GRUPO DE ESTUDOS DTI UFMG
Relatores: Bruno Vieira e Lindamaria Grasselli
Estudo de caso: Decisão da Suprema Corte Norte-Americana no caso The Standard Oil Company of New Jersey Et. Al. v. The United States, decidida em 15 de maio de 1911.
Trata-se de Acórdão proferido pela Suprema Corte Norte-Americana em grau recursal em recurso interposto por The Standard Oil Company of New Jersey (“Standard Oil”), John D. Rockefeller, William Rockefeller e outros contra decisão proferida pelo Tribunal Federal do Estado do Missouri (The Circuit Court Of The United States For The Eastern District Of Missouri).
Na instância inferior o Tribunal alegou que a Standard Oil praticou condutas exclusionárias visando monopolizar a indústria de petróleo. O remédio concorrencial foi a fragmentação da Standard Oil em 34 empresas diversas, podendo atuar somente dentro de seus estados. Entre essas empresas destaca-se a Standard Oil of New Jersey (Esso e posteriormente Exxon) e Standard Oil of New York (Mobil) que se fundiram criando a ExxonMobil e Standard Oil of California (Chevron).
A corte argumentou que à luz do Sherman Act (Anti-trust Act of July 2, 1890, c. 647, 26 Stat. 209) a combinação dos recorrentes se trata de restrição desarrazoada e indevida da comercialização de petróleo e derivados entre os estados da federação, sendo, portanto, regulada pelo Sherman Act.
O Tribunal reconhece a irretroatividade da lei quanto aos fatos ocorridos antes de sua promulgação (2 de Julho de 1890), porém, identificam a prática reiterada da Standard Oil até mesmo depois da entrada em vigor do Lei.
A discussão central da decisão é aplicação da regra da razão aos fatos levados à corte sob o argumento de violação da Lei Antitruste.
O Acórdão em debate é dividido em quatro partes: Razões dos recorrentes, contrarrazões dos Estados Unidos da America por seu Advogado Geral, voto do Juiz Presidente Edward White, acompanhado por Joseph McKenna, Oliver Holmes, William Day, Horace Lurton, Charles Hughes, Willis Van Devanter e Joseph Lamar e o voto vencido de John Harlan.

━━━

__Exercício proposto 1__.
Transcreva literalmente o trecho do estudo de caso sobre a Standard Oil que começa em "Trata-se de Acórdão" e termina em "District Of Missouri).".
__Exercício proposto 2__.
Liste os juízes que, segundo o estudo de caso sobre a Standard Oil, acompanharam o voto do Juiz Presidente Edward White.

__Segmento de dados__.
━━━

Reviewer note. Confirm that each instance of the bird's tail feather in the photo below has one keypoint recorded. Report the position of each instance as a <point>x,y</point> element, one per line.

━━━

__Resposta completa 1__.
Trata-se de Acórdão proferido pela Suprema Corte Norte-Americana em grau recursal em recurso interposto por The Standard Oil Company of New Jersey (“Standard Oil”), John D. Rockefeller, William Rockefeller e outros contra decisão proferida pelo Tribunal Federal do Estado do Missouri (The Circuit Court Of The United States For The Eastern District Of Missouri).

__Resposta completa 2__.
Joseph McKenna
Oliver Holmes
William Day
Horace Lurton
Charles Hughes
Willis Van Devanter
Joseph Lamar